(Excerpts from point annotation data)
• • • • •

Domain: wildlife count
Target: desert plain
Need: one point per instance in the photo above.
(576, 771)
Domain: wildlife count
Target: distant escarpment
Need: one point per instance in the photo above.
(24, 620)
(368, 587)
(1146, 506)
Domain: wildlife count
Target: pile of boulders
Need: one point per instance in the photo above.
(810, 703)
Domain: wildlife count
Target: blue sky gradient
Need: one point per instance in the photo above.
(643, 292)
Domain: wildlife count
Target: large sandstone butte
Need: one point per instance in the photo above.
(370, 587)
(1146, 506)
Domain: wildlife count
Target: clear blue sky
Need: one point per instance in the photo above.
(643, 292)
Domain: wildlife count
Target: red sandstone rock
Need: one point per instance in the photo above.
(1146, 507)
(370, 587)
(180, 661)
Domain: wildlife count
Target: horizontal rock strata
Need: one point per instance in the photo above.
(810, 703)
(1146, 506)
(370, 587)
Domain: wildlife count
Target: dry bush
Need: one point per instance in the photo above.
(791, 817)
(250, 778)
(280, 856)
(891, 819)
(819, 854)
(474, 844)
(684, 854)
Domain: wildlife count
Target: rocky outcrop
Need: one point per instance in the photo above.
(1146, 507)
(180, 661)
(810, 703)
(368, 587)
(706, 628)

• • • • •

TO DO:
Exactly as shown, repeat every record.

RESULT OF THE EXERCISE:
Domain: wildlife count
Target: desert plain
Need: one point per instance in the photo above.
(576, 771)
Domain: wildlife count
Target: distant escarpment
Need: one point per instance in the photo above.
(24, 620)
(368, 587)
(1146, 506)
Domain: wildlife count
Target: pile of boulders
Need: one point per instance in the photo above.
(810, 703)
Domain: wildlife count
Target: blue sky gradient
Need: one point per instance in the photo above.
(643, 292)
Domain: wildlife count
Target: large sandstone butte
Need: one point per instance in the photo above.
(370, 587)
(1146, 506)
Domain: wildlife count
Target: clear blue sky
Need: one point per instance in the photo above.
(643, 292)
Domain: wildlife count
Target: red sandstone rock
Need: one point per instance in the photo above.
(1146, 507)
(370, 587)
(180, 661)
Domain: wildlife count
Target: horizontal rock strata
Need: one point per instance in the photo above.
(810, 703)
(1146, 506)
(370, 587)
Domain: wildlife count
Target: dry bush
Need: one point per instance in the photo above.
(791, 817)
(250, 778)
(280, 856)
(891, 819)
(819, 854)
(474, 844)
(684, 854)
Domain: wildlife count
Target: rocky outcrop
Need: one point per instance in the photo above.
(1146, 507)
(180, 661)
(810, 703)
(368, 587)
(706, 628)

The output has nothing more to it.